# Objective:
Your task is to write out exactly the lines from the line containing "Habitat-count request: mark the gate" through the end of the records, inclusive at both ends.

=== Data provided ===

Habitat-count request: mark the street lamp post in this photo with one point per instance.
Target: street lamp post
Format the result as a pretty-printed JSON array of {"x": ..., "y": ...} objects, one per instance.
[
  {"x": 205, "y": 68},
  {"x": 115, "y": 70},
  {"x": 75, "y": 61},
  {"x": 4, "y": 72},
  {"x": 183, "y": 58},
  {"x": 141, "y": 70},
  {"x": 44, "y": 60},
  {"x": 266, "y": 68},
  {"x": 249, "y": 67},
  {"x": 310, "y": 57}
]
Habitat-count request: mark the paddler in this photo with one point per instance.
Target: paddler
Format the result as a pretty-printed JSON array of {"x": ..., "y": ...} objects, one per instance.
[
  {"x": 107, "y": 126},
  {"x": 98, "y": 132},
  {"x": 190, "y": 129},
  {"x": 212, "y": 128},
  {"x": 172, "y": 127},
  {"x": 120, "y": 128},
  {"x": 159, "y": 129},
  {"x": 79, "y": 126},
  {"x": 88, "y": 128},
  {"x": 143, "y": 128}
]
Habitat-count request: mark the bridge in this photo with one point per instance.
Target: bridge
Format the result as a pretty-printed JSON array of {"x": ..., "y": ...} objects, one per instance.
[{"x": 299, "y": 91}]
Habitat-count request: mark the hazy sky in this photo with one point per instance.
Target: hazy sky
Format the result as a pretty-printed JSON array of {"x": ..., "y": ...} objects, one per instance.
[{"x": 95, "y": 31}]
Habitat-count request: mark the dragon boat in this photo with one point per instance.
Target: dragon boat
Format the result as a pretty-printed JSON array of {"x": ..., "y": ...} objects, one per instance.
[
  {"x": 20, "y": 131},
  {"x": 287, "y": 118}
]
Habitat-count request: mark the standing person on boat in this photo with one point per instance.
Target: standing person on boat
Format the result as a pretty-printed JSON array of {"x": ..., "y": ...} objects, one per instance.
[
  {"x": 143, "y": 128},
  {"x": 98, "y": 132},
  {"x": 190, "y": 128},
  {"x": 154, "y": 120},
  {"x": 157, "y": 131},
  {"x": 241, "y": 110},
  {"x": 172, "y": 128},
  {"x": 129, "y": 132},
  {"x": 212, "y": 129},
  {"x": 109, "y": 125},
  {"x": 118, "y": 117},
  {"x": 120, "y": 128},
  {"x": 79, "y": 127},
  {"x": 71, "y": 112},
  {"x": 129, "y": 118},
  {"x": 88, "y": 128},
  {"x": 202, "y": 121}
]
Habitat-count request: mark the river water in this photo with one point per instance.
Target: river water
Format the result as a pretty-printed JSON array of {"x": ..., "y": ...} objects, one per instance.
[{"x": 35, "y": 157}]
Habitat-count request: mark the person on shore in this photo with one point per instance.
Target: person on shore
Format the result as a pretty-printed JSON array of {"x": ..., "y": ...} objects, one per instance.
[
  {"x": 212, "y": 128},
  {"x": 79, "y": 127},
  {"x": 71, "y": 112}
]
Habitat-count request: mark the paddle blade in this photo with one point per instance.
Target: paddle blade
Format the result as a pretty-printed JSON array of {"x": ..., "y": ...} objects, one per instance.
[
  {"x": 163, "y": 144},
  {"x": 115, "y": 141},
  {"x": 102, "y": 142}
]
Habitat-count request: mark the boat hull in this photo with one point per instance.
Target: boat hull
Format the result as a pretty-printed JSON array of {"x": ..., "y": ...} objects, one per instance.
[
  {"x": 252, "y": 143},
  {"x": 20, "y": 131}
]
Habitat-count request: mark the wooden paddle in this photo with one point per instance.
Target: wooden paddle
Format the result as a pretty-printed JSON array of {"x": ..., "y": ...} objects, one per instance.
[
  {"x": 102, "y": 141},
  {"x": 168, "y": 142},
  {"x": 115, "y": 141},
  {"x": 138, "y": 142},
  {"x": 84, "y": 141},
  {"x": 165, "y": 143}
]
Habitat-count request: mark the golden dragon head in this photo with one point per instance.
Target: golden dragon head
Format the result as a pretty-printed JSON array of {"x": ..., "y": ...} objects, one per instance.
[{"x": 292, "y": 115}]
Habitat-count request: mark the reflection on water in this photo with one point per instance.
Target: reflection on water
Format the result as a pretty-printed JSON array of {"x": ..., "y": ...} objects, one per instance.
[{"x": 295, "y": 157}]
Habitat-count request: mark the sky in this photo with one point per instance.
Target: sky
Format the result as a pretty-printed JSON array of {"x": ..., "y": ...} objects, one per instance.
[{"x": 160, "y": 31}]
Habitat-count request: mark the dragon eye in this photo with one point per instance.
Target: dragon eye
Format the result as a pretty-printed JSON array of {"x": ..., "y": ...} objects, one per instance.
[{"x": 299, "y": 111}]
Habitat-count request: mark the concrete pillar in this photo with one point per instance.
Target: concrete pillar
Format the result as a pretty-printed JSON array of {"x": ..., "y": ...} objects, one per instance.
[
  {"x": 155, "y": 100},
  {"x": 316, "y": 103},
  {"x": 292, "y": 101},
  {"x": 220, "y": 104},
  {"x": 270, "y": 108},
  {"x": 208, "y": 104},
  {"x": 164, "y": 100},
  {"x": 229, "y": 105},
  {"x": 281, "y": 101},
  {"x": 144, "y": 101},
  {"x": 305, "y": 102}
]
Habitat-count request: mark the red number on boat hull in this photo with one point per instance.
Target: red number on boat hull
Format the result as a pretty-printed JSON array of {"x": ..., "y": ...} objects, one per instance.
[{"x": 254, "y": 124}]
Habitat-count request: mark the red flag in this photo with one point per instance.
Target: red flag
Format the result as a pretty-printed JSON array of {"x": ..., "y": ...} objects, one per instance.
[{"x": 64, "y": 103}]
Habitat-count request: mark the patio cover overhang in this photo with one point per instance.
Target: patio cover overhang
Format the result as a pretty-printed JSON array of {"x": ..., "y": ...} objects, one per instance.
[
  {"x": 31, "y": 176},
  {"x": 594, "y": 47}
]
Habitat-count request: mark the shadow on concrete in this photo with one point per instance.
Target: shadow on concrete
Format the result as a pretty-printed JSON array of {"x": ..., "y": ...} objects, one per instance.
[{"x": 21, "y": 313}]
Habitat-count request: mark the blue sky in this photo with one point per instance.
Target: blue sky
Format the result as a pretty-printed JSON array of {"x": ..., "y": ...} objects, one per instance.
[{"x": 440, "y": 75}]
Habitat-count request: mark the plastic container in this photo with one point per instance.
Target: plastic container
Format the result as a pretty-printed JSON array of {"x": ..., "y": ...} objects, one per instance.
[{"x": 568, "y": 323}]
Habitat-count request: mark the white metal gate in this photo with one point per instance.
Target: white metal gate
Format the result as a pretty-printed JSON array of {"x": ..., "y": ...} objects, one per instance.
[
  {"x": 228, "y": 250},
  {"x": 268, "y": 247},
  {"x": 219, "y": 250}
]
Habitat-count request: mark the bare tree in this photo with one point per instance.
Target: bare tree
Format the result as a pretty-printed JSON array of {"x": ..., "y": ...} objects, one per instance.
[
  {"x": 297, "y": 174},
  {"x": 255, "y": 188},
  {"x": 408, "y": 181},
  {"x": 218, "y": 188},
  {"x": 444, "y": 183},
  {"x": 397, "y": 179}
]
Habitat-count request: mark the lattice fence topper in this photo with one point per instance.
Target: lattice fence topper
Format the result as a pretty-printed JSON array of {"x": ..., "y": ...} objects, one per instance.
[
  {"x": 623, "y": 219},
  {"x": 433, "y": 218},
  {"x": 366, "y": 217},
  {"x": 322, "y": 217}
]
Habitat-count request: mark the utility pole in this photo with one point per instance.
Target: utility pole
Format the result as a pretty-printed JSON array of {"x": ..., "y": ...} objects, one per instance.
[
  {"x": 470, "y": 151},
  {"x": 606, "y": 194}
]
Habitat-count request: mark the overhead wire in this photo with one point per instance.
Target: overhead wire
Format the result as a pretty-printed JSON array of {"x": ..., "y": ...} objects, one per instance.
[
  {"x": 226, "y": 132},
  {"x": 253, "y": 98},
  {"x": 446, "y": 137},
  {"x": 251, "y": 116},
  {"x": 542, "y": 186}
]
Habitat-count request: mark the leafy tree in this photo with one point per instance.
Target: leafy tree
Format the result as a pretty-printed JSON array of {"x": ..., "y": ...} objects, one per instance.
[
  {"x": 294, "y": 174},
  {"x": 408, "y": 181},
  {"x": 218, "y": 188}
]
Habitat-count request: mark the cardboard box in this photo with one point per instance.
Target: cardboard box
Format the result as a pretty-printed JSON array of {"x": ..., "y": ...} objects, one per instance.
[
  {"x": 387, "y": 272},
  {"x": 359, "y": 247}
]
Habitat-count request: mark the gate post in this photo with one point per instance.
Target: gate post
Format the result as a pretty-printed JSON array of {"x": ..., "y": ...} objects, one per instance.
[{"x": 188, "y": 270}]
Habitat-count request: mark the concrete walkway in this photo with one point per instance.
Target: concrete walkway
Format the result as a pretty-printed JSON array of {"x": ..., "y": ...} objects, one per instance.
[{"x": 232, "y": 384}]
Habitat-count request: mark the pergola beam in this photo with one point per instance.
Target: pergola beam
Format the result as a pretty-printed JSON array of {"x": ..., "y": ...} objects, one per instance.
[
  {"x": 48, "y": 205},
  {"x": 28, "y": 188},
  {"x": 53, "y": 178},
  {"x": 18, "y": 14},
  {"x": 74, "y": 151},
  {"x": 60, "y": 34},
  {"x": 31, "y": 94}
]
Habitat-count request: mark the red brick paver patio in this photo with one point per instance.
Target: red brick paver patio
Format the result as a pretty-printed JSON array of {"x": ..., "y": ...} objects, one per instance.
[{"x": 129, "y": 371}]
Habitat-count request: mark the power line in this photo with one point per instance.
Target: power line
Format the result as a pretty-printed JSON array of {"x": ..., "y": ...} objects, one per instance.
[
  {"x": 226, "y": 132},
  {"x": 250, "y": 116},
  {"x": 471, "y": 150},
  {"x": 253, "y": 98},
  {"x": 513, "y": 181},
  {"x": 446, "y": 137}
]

===

# Solution below:
Habitat-count request: mark the gate post in this photo with one point per instance.
Target: gate post
Format the result as a pretty-printed JSON array of {"x": ..., "y": ...} objects, one per instance.
[{"x": 188, "y": 270}]
Habitat-count request: mark the concrete walkway in this photo with one point per instance.
Target: concrete walkway
Format the result as a pretty-printed JSON array of {"x": ..., "y": ...} objects, one per instance.
[{"x": 232, "y": 384}]
Habitat-count request: mark the pergola beam in this photo with one point per instance.
Target: pergola beam
Format the result as a pretty-printed JSON array of {"x": ..., "y": ...} objects, one per instance.
[
  {"x": 48, "y": 205},
  {"x": 28, "y": 188},
  {"x": 53, "y": 178},
  {"x": 18, "y": 14},
  {"x": 74, "y": 151},
  {"x": 60, "y": 34},
  {"x": 31, "y": 94}
]
Habitat-count request: mark the red brick paver patio in this photo with one point per instance.
Target: red brick paver patio
Format the result as a pretty-printed JSON array of {"x": ..., "y": ...} objects, one per instance.
[{"x": 129, "y": 371}]
Habitat-count request: mark the power line in this photo with one point per instance.
Target: power line
Format the result as a pretty-printed JSON array of {"x": ..., "y": ...} objects, one per instance.
[
  {"x": 226, "y": 132},
  {"x": 250, "y": 116},
  {"x": 471, "y": 150},
  {"x": 253, "y": 98},
  {"x": 513, "y": 181},
  {"x": 446, "y": 137}
]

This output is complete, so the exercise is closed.